## [Источник]
────────
Действительно, экспансия народной и допетровской эстетики, при активной поддержке государства, в первые годы XX века шла быстрыми темпами. «Русский стиль» захватывал уже петербургские улицы[194], кустарная промышленность (в противоположность впечатлению, создаваемому отзывом Бенуа) была накануне своего расцвета[195]. Бенуа оказывался в положении защитника культурного наследия имперского (петербургского) периода как национального именно тогда, когда вектор усилий правящей элиты был направлен в противоположную сторону. И как редактор «Мира искусства» и сборников «Художественные сокровища России», и как критик и художник Бенуа стремился защитить свою версию национальной традиции, цельным культурным воплощением которой был для него Петербург. В противовес мифу о «безобразии» Петербурга и подражательности его архитектурного облика Бенуа выдвинул свой миф о Петербурге как об оригинальном, ни на что не похожем пространстве, сотворение которого было равнозначно основанию новой независимой культурной традиции:
Что касается погони за западом, то ведь вот что странно: погоня за западом существовала с самого возникновения Петербурга, самое его появление на свет было вызвано этой погоней, а между тем за первые 150 лет его существования не было в этой погоне ничего лакейского. Напротив того, Петербург рос и развивался удивительно самобытно и с удивительной силой. Взгляните на старинные виды Петербурга. Ведь это не общеевропейский город и вовсе, с другой стороны, не русский, а какой-то совершенно особенный, безусловно прекрасный и грандиозный. Тип домов, церквей, дворцов, размер улиц, план – все было у него свое, совершенно особенное. … Казалось, точно иностранцы-архитекторы, попадая в своеобразные условия петербургского быта, сразу приноравливались к ним и забывали заветы своей родины[196].
────────
## [Исходные данные]
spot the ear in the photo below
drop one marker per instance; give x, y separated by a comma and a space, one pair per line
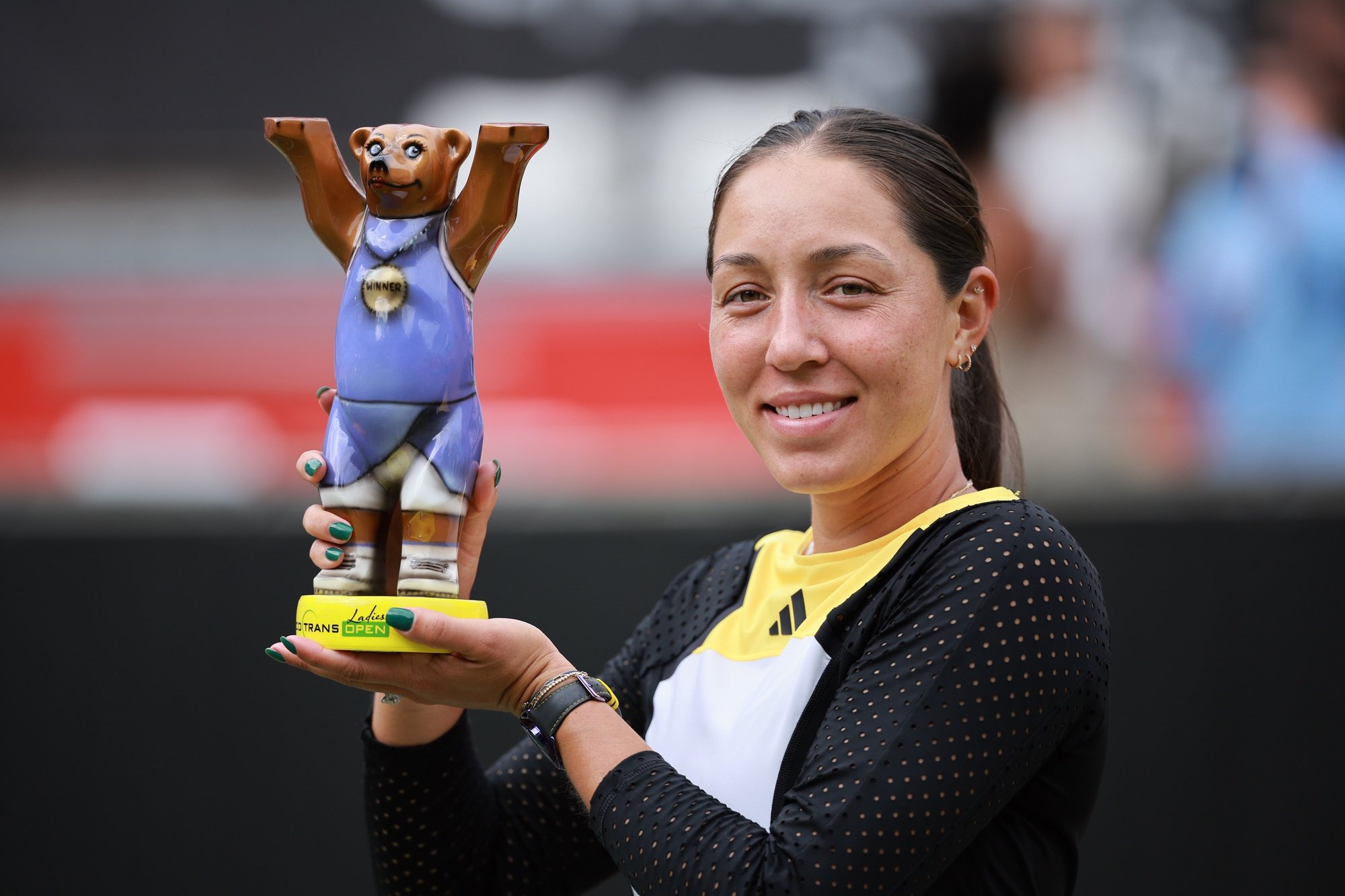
457, 143
974, 307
────────
## [Задания]
[1] Перечислите всё, что, согласно цитате в источнике о Бенуа и Петербурге, было у Петербурга «свое, совершенно особенное».
[2] Продолжите, пожалуйста, источник о Бенуа и Петербурге после его последнего предложения.

## [Ответы]
[1] Тип домов, тип церквей, тип дворцов, размер улиц, план.

[2]
В той родословной национальной традиции, которую писал Бенуа, Петербург оказывался и символом истока и наиболее последовательным воплощением русско-европейской эстетики. Воспроизведение, «тиражирование» его облика само по себе должно было стать способом утверждения традиции, которую этот облик воплощал: «Нам казалось бы, что теперь должно наступить возрождение петербургского искусства: говоря вообще – возрождение искусства, не упирающегося на условные фундаменты народничества и археологии, говоря в частности – возрождение художественного отношения к заброшенному Петербургу»[197]. Именно реализацией этой программы было, после полувекового забвения («никто из художников последних 50 лет не пожелал пользоваться им»[198]), превращение Петербурга в 1900-е годы в центральную живописную тему произведений ряда мирискусников, таких как Лансере, Бенуа, Добужинский, Остроумова-Лебедева.